The Ministry of Justice announced on 20 July 2010 that the Bribery Act will come into force in April 2011.
Bribery in sport continues to hit the headlines. FIFA's ethics committee recently investigated the comments of the former English Football Association Chairman, David Triesman, concerning the bidding process for the 2018 and 2022 football World Cups before taking no action. John Higgins is to appear before a tribunal to give evidence in relation to allegations around alleged payments for affecting the outcome of frames. Meanwhile, the tennis integrity unit has recently fined players for failing to report being asked to throw games, sets or matches.
Investigations into allegations of individual acts of bribery are notoriously complex and finding sufficient evidence can be difficult.
The Bribery Act 2010 replaces and enhances the UK's current patchwork of statutory and common law anti-bribery prohibitions. With increasing regulatory enforcement action against bribery and other forms of corruption, the impact of the Act is already being felt as organisations pre-emptively assess and tighten up their internal compliance programmes to mitigate as much as possible the risk of non-compliance and the severity of any sanctions should they fall foul of the law.
The Act sets out, in broad terms, four categories of offence:
- bribing another person;
- being bribed;
- bribing a foreign public official; and
- the failure of a "relevant commercial organisation" to prevent bribery by an associated person (the Section 7 Offence).
A relevant commercial organisation includes a company or partnership incorporated or formed in the UK or which carries on business in any part of the UK and an "associated person" is defined widely to include employees, agents and subsidiaries.
Offences (i) to (iii) can be committed by both a corporate entity and an individual, both of whom can be potentially liable for an unlimited fine and/or up to ten years' imprisonment. At the corporate level, action can be brought against "senior officers", such as directors and partners, where it can be demonstrated that the offence took place with their consent or connivance. The Section 7 Offence is punishable by an unlimited fine.
A bribery conviction can have wider implications for both individuals e.g. director disqualification, and business e.g. blacklisting from public procurement exercises.
The UK's approach to bribery law differs significantly in important respects from that of other jurisdictions e.g. that of the US under the Foreign Corrupt Practices Act (FCPA).

WORK TASK A.
Copy the Bribery Act text word for word from "Bribery in sport" to "can be difficult.".
WORK TASK B.
According to the Bribery Act text, what is the maximum prison term an individual can face for offences (i) to (iii)?
The listing that follows comes from a separate source, unrelated to the Bribery Act text.

SOURCE MATERIAL.

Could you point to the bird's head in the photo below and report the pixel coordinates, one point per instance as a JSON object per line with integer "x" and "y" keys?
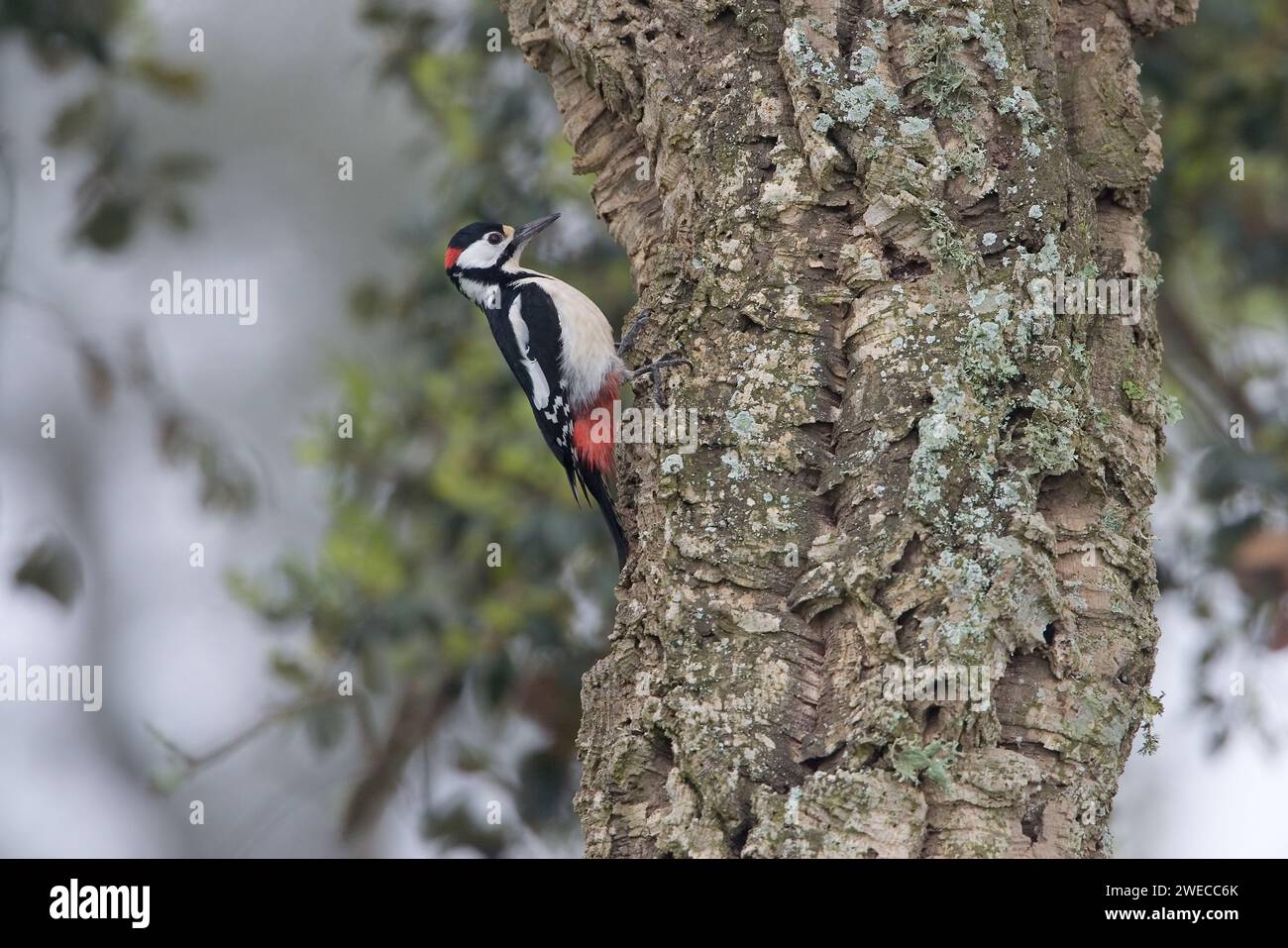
{"x": 484, "y": 247}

TASK RESPONSE A.
Bribery in sport continues to hit the headlines. FIFA's ethics committee recently investigated the comments of the former English Football Association Chairman, David Triesman, concerning the bidding process for the 2018 and 2022 football World Cups before taking no action. John Higgins is to appear before a tribunal to give evidence in relation to allegations around alleged payments for affecting the outcome of frames. Meanwhile, the tennis integrity unit has recently fined players for failing to report being asked to throw games, sets or matches.
Investigations into allegations of individual acts of bribery are notoriously complex and finding sufficient evidence can be difficult.

TASK RESPONSE B.
Up to ten years' imprisonment.